§ What this task involves:
All that is required is the number of lines in this listing that hold "background".

###

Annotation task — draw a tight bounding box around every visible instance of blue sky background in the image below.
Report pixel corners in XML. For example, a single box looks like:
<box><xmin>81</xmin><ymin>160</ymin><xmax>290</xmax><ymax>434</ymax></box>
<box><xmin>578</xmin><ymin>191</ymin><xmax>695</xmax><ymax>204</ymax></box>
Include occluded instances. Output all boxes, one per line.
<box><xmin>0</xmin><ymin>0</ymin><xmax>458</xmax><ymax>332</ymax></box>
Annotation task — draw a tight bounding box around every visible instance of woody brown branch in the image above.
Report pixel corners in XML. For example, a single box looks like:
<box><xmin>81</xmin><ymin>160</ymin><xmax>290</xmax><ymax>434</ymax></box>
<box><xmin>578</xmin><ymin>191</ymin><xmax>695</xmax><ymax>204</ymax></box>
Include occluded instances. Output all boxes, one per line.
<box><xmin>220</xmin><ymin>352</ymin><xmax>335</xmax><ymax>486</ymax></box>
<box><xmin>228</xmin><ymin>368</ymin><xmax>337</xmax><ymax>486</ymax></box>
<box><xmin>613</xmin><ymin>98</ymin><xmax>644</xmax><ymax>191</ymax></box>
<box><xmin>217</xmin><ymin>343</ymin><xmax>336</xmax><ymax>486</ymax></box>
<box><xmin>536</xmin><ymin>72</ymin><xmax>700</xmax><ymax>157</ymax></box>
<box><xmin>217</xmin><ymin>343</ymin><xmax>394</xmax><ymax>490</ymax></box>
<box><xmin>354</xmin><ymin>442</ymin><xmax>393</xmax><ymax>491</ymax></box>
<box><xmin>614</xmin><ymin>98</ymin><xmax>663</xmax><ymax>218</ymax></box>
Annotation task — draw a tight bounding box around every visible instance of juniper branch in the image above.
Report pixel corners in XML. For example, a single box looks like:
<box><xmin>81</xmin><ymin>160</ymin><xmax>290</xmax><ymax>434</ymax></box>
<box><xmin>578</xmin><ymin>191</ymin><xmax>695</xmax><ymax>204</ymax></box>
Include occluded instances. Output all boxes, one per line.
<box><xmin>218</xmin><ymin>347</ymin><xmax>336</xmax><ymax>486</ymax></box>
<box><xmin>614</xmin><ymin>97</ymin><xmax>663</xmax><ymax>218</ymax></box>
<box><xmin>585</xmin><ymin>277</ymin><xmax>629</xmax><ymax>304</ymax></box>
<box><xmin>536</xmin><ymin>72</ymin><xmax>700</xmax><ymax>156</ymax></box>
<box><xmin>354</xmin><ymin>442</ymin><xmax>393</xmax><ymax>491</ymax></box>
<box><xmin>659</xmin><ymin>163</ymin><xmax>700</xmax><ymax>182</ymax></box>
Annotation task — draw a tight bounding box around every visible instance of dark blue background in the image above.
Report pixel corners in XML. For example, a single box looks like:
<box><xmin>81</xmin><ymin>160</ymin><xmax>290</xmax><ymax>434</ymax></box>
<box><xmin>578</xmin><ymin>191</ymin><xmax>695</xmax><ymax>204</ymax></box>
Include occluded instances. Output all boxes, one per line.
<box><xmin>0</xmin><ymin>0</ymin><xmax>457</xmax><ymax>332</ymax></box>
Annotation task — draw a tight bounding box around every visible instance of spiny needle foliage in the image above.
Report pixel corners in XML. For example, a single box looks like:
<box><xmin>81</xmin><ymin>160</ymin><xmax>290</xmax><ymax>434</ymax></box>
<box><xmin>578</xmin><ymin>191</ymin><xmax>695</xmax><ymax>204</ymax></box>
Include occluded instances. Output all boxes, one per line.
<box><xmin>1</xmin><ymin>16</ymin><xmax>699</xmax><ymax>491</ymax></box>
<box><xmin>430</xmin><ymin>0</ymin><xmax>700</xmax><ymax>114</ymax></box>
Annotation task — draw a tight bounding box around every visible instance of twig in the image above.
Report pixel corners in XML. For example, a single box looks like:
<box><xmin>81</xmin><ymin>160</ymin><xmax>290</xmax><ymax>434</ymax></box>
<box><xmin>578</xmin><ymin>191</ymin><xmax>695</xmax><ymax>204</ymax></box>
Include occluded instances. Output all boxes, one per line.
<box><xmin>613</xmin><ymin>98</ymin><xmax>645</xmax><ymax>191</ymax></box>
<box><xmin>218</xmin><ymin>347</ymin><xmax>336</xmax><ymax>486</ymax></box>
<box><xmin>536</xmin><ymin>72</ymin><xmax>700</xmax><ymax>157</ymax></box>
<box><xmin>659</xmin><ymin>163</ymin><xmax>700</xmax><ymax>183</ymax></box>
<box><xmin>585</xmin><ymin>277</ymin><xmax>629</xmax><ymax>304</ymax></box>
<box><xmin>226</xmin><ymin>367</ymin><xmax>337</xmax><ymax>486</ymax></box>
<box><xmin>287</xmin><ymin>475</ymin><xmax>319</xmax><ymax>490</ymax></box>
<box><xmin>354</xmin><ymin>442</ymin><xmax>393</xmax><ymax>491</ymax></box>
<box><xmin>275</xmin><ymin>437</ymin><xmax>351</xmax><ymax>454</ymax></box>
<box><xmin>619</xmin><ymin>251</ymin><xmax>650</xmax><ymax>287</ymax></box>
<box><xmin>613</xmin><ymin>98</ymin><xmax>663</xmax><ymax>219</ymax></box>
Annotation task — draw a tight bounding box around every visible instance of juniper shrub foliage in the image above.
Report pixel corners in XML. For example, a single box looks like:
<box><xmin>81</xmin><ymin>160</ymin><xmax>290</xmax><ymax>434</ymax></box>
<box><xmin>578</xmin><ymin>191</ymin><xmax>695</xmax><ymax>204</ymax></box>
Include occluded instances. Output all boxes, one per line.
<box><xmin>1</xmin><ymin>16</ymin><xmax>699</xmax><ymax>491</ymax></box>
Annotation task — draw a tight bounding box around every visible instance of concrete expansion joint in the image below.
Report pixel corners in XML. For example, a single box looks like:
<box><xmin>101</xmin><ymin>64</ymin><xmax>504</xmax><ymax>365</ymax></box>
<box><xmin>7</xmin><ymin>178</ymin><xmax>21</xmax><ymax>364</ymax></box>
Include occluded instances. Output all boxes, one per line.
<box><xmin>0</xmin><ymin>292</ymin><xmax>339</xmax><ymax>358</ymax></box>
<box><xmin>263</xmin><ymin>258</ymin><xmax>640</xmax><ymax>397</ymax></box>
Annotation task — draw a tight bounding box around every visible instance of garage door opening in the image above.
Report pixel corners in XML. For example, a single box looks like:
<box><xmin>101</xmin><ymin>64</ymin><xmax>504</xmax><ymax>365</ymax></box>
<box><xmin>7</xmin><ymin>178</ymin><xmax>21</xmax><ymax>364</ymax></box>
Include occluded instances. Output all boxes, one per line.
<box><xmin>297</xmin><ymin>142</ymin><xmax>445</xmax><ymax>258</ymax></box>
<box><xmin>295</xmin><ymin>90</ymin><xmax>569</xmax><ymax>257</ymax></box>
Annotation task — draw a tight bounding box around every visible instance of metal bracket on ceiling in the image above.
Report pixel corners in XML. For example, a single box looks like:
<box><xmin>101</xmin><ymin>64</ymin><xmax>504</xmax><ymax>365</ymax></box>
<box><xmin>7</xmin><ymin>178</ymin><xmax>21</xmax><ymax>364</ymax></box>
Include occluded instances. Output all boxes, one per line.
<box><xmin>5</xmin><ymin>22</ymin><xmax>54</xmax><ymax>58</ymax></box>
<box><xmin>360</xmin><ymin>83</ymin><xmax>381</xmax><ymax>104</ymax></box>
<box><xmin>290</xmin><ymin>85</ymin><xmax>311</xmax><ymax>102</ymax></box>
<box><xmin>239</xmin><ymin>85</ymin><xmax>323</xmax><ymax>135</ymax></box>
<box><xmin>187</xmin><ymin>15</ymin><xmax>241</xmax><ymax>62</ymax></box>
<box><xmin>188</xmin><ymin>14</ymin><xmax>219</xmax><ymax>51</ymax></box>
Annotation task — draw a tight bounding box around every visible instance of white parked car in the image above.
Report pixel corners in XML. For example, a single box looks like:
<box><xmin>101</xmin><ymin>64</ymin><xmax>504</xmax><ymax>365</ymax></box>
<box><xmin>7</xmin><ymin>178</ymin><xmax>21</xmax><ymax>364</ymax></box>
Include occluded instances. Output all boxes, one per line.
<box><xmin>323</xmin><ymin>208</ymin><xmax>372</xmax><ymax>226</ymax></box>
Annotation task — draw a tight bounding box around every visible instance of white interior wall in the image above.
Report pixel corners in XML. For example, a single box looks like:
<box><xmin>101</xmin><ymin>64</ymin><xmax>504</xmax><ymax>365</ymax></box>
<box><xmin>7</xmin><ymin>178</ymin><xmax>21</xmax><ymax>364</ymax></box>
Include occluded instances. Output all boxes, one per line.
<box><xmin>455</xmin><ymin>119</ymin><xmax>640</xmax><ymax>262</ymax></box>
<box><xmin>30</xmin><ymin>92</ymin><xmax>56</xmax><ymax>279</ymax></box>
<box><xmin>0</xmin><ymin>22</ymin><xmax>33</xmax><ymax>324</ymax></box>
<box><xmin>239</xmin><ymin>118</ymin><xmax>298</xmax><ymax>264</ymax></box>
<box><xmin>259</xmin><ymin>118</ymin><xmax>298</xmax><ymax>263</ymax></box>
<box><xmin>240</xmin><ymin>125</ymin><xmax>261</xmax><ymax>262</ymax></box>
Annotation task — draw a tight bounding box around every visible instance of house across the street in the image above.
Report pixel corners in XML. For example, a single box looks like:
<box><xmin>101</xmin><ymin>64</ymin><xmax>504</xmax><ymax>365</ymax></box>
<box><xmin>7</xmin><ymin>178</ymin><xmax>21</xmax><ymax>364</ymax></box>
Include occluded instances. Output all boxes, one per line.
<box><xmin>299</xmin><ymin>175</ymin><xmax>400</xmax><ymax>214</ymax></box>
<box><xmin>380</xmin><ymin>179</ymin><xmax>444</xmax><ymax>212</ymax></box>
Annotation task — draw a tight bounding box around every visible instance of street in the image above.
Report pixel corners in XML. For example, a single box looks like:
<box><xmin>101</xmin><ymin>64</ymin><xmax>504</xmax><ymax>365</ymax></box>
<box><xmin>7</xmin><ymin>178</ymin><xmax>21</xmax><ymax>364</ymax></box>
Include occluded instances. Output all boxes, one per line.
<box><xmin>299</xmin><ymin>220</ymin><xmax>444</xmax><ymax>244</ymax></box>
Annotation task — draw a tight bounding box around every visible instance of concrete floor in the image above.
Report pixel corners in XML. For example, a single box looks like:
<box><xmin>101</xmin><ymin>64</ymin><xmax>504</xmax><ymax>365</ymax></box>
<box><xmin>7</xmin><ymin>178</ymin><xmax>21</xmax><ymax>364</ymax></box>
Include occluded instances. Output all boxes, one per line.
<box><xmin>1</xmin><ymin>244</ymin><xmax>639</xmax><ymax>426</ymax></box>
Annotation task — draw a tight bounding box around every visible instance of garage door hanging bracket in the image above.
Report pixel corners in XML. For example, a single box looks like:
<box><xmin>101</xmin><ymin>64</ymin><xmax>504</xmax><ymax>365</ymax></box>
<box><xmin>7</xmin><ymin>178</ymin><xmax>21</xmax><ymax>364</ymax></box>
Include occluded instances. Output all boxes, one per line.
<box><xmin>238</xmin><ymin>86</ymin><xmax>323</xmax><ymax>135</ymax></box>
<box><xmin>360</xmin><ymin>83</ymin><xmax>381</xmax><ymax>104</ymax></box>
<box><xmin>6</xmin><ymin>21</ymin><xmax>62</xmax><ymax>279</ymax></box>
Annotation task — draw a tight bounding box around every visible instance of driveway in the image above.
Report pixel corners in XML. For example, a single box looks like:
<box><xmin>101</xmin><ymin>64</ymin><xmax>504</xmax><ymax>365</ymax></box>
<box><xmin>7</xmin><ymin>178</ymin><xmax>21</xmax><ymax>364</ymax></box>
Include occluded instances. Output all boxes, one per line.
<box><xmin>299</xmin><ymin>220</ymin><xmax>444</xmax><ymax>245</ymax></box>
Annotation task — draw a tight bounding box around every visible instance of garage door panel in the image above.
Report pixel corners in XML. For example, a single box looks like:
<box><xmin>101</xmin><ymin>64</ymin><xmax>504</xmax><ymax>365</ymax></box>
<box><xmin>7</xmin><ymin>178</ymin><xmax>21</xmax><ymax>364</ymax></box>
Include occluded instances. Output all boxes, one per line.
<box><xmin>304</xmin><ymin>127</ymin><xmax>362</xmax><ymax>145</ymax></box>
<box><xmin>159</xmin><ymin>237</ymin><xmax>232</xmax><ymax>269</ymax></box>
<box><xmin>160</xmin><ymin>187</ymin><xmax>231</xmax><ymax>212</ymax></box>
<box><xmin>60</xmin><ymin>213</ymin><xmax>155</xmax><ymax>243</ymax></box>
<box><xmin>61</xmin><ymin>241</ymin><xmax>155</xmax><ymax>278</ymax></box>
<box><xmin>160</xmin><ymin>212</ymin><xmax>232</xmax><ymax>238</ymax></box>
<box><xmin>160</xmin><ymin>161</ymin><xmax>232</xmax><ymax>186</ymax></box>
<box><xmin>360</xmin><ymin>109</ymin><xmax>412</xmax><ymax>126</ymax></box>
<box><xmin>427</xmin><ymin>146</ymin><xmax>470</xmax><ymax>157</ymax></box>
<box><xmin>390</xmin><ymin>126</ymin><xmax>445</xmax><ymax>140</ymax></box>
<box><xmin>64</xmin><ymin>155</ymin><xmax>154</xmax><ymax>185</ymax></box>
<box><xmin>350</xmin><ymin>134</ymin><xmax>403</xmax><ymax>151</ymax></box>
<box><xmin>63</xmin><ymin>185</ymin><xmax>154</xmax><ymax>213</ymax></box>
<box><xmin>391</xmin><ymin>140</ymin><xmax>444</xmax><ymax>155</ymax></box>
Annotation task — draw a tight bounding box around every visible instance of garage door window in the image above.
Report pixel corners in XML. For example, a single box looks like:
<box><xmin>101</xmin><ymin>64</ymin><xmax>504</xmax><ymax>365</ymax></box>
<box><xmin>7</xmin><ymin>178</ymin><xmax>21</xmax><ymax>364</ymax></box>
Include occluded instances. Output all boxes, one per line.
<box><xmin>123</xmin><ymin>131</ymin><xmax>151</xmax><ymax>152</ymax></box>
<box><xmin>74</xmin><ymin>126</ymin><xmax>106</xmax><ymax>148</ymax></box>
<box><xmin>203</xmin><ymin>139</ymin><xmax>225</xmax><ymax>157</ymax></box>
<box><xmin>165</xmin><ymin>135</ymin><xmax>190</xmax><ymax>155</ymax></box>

###

§ The answer:
2